Task description -
From the line containing "# each line" onward, every line of the entries is to be set down exactly, the last line included.

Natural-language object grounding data
■ ■ ■

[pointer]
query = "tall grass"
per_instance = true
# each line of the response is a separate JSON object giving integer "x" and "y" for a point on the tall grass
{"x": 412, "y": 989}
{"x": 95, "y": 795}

■ ■ ■

Written answer -
# each line of the response is a separate JSON object giving integer "x" and "y" for a point on the tall grass
{"x": 412, "y": 989}
{"x": 95, "y": 795}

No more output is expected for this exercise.